_TEXT PROVIDED_
Begin

Everett True’s Rough Trade - a two disc mix(tape)
Everett True’s Rough Trade - a two disc mix(tape)
Everett_True by Everett True November 27th, 2008

Rough Trade Records is thirty years old this week. DiS has already run a few bits of content to try to celebrate the label.

It's really not particularly easy to summarise a label which has quite possibly been the most influential record label upon everything that exists within the DiS remit. However, Everett True is an authority on all things Rough Trade, who has quite literally lived through it and we asked him to compile a mixtape of his favourites, which as you can see below, came back to us full of insight and it's enough to fill two CDs - although CD 1 comes prefixed with a simple note "Actually, these tracks only fit on one CD if you use an edit of The Slits’ track".

Everett True’s female-led Rough Trade post-punk mix CD

  1. The Raincoats – No One’s Little Girl (RT093, 1983) This has everything you could possibly need from a song. Everything
  2. LiLiPUT – Die Matrosen (RT047, 1980) Whistling, raucous off-tune brass, chunky beat…femme-pop perfection
  3. Beat Happening – Foggy Eyes (from Beat Happening, Rough 105, 1986) This is the song that turned me onto Beat Happening – and thence K Records – and thence Olympia, WA. Not for Calvin’s deeply suggestive baritone, but for Heather’s oddly unnerving cry
  4. Delta 5 – Mind Your Own Business (RT031, 1979) Forget Gang Of Four: this is ESG as seen through an English filter
  5. Young Marble Giants – The Man Amplifier (from Colossal Youth, Rough 8, 1980) Not a note, not a breath is wasted
  6. Galaxie 500 – Listen, The Snow Is Falling (from This Is Our Music, Rough 156, 1990) Galaxie 500 (with Naomi Yang on vocals) cover Yoko Ono covering Christmas, with guitar lines that light up like Sunderland bridge on acid
  7. Cerys Matthews – Arglwydd Dyma Fi (from Cockahoop, 2003) I’m a sucker for the Welsh language
  8. The Long Blondes – Century (from Couples, 2007) The exact point where The Long Blondes transmute from Pulp to Blondie: gorgeous
  9. Mazzy Star – Be My Angel (from She Hangs Brightly, Rough 158, 1990) Unadulterated lust
  10. Rainy Day – I’ll Keep It With Mine (from Rainy Day, Rough 70, 1984) There’s a moment where Susannah Hoffs’ voice almost breaks, and you can start to feel the joy she’s experiencing and you start to tremble all over: perhaps the single greatest vocal performance on Rough Trade (and no, I don’t say that lightly)

End

Saved entries
Begin

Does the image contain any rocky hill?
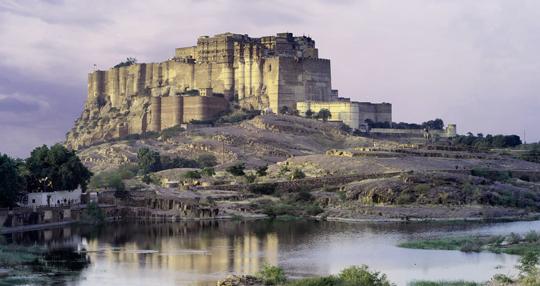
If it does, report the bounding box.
[73,114,373,174]
[62,93,150,149]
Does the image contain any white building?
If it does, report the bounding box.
[28,189,82,206]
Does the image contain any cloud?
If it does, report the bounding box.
[0,0,540,159]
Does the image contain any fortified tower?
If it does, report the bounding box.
[88,33,333,113]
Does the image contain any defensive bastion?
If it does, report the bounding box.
[64,33,391,149]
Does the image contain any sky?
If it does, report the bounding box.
[0,0,540,158]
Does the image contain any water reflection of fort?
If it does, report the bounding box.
[88,221,278,273]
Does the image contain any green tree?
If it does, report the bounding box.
[184,171,201,180]
[256,165,268,177]
[118,163,139,180]
[114,57,137,68]
[201,167,216,177]
[519,142,540,163]
[421,118,444,130]
[339,123,352,133]
[195,153,217,168]
[225,162,246,177]
[26,144,93,191]
[317,108,332,121]
[292,168,306,179]
[106,174,126,192]
[244,173,257,184]
[0,154,22,208]
[137,147,163,175]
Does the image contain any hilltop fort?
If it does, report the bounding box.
[66,33,392,149]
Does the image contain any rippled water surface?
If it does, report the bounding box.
[9,220,540,286]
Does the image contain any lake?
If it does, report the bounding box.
[8,220,540,286]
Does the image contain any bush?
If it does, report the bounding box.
[296,188,312,202]
[141,173,161,186]
[250,183,277,195]
[255,261,287,285]
[118,163,139,180]
[338,264,392,286]
[244,173,257,184]
[86,202,107,221]
[396,194,412,205]
[225,163,246,177]
[202,196,216,207]
[414,184,431,194]
[201,167,216,177]
[471,167,512,182]
[291,168,306,179]
[195,153,217,168]
[516,251,540,286]
[519,174,531,182]
[184,171,201,180]
[304,203,324,215]
[278,166,291,176]
[339,123,352,133]
[257,165,268,177]
[506,232,521,244]
[524,230,540,243]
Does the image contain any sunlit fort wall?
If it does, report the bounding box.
[88,33,391,136]
[296,101,392,128]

End

_SET PROBLEM 1_
Translate this sentence from the Rough Trade mixtape piece into Spanish: "Rough Trade Records is thirty years old this week."
_SET PROBLEM 2_
Pick up the Rough Trade mixtape piece after its final track entry and keep writing it.

_RIGHT ANSWER 1_
Rough Trade Records cumple treinta años esta semana.

_RIGHT ANSWER 2_
  11. Weekend – Nostalgia (from La Variete, Rough 39, 1982) The greatest Young Marble Giants song never released
  12. The Red Crayola – Born In Flames (RT054, 1981) Essential Logic, essentially – but with Mayo Thompson on the controls
  13. Kleenex – Beri-Beri (RT009, 1978) How many chords do you need? Are you sure?
  14. Girls At Our Best! – Politics (RT055, 1981) The band that invented Talulah Gosh (and hence the whole of cutie)
  15. Moldy Peaches – Rainbows (2003) Like Derek And Clive, only with soul – and great voices
  16. The Slits – In The Beginning There Was Rhythm (RT039, 1980) Freedom and life and silence and mud and roots and God and fucking and silence…SILENCE IS A RHYTHM TOO!
  17. Essential Logic – Popcorn Boy (RT029, 1979) I can hardly compile a Rough Trade mix CD and leave out ‘Popcorn Boy’, now can I?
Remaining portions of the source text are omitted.